- Required work
1. In the post on the Pythagorean relationship for 2018 MLB teams, which team does the writer name as a favorite?
2. Resume the post on the Pythagorean relationship for 2018 MLB teams, picking up after its final sentence.

- Excerpt to read
--- BEGIN ---
Daily Archives: October 2, 2018

Pyhtagorean Relationship with 2018 MLB Teams

A crisp chill enters the air. A bowl of nachos appears atop my couch-side table. The soothing sounds of John Stirling creep into my ears. Why yes, it is October 2nd: the official start of the 2018 Major League Baseball postseason.

I have been a lifelong fan of baseball, and relatedly, a lifelong fan of baseball statistics. I am all too familiar with Bill James and his revolutionary handbook, paving the way for sabermetric-focused scouting, team-building, and analysis. One of these revolutionary formulas include the Pythagorean relationship, which explains the connection between the logarithmic ratios of both 1) wins to losses, and 2) runs scored to runs against. I couldn’t wait to begin this assignment, despite my favored Detroit Tigers not being studied.

For reference, here are two variations of the Pythagorean relationship:

\frac{W}{L}=\left(\frac{P}{PA}\right)^k

And, in logarithmic form:

\log\frac{W}{L}=k\:\log\left(\frac{P}{PA}\right)^{ }

As one might guess, we will need to determine this value of k!
--- END ---
- Information given
--- BEGIN ---
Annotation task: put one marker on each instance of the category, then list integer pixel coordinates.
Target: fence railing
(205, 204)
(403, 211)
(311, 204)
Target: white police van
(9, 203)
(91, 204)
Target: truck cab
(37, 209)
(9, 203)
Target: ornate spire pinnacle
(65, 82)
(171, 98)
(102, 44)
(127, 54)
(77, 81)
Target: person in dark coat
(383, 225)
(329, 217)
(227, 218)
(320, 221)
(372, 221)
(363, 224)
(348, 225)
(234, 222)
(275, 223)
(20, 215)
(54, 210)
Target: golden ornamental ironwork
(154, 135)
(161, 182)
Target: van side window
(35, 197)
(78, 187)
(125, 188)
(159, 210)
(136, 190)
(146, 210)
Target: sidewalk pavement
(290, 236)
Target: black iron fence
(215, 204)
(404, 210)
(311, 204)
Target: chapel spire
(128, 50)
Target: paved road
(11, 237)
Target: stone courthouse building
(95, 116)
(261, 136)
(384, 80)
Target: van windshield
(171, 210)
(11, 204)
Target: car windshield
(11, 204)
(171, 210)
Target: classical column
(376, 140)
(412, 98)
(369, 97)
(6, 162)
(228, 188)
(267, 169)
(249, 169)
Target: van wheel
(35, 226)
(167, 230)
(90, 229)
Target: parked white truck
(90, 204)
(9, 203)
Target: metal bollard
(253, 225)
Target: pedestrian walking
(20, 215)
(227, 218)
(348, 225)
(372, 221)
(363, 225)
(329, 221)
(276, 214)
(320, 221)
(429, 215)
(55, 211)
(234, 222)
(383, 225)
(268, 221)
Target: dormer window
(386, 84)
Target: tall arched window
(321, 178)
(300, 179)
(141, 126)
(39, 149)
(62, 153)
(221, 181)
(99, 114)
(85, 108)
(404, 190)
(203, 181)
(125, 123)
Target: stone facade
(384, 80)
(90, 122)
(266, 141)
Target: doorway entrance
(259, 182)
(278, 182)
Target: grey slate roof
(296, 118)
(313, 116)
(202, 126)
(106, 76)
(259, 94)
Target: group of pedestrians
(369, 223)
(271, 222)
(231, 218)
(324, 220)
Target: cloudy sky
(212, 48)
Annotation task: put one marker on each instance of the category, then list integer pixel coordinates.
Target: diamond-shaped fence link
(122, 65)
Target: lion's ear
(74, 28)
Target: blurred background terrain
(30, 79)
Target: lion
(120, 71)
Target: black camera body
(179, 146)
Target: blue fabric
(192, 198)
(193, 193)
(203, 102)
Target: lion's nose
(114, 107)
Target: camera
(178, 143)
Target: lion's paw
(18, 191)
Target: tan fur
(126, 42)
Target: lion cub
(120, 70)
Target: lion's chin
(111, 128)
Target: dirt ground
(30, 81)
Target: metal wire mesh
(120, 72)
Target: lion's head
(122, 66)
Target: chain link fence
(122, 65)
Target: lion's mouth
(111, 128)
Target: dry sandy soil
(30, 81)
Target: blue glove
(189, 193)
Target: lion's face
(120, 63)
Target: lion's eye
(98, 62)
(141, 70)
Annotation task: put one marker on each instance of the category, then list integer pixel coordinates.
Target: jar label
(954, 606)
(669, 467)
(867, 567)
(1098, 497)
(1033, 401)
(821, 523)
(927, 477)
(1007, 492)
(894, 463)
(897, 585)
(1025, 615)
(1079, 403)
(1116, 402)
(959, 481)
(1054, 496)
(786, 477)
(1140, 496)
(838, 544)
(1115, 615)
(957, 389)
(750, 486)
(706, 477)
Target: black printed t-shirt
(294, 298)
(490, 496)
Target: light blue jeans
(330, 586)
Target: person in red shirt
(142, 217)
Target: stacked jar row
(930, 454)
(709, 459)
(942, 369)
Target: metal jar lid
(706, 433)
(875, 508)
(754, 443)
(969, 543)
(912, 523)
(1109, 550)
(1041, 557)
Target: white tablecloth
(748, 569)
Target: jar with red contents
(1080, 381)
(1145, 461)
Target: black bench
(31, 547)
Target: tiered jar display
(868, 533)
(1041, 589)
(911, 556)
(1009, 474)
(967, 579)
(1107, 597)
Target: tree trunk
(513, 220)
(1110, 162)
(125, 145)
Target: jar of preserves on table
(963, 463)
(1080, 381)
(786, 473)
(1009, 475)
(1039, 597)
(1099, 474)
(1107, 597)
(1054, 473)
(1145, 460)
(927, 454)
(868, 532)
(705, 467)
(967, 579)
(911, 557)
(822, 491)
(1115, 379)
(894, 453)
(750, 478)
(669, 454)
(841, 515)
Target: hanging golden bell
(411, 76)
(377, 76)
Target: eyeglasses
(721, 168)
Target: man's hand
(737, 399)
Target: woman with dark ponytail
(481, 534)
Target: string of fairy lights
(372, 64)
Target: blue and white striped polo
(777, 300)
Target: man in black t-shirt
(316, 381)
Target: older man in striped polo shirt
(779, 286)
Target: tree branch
--- END ---
- Written answers
1. The Detroit Tigers.

2.
I decided to study 12 Major League Baseball teams from the 2018 season. These twelve teams were not randomly sampled; I selected the teams with the 12 best records in the majors. These twelve teams, in addition to their wins, losses, runs scored, runs against, etc., are shown in the image below. Specifically, I extracted these values from ESPN.com:

I was mostly intrigued by this year’s data because there were some noteworthy accomplishments among the top teams. First, the Boston Red Sox won an unusually large 108 games in the regular season. I was very curious to see if their ratio of runs would have been the major contributor for their success. Second, the 12th best record belongs to the Seattle Mariners, who surprisingly have a negative run differential. This seems very unusual for a team with 89 wins, and I wanted to see how extreme their residual value would be. Third, there were many teams (6 to be exact) who all had wins in the 89 to 92 range. I am excited to see how their Runs Scored/Run Allowed ratios and their residuals compare to one another.

Not that it is very important, but I included a screenshot of the Excel Workbook I used for these twelve teams. I now included some additional columns for the teams, which are Win/Loss ratio, Runs Scored/Runs Allowed ratio, and the logarithms of those values. This screenshot is shown below:

Let’s get to work!

I saved the Excel work as a CSV and read the file into R Studio. Then, I saved the information into two data frames: the first dataframe held the values for Log(W/L) and Log(RS/RA), while the second data frame held values for the residuals when compared to Log(W/L). In creating these dataframes, I had some guidance thanks to Dr. Albert (thanks again!).

First, to help determine the best value of k, I created a scatterplot comparing Log(W/L) and Log(RS/RA). It is shown below:

Before I calculated the value of k (which in this case is the slope, since k is the value of the exponent when a logarithm is not applied), I noticed that there were some observations which deviate from the best fit line. Thus I predicted that some big residuals will occur!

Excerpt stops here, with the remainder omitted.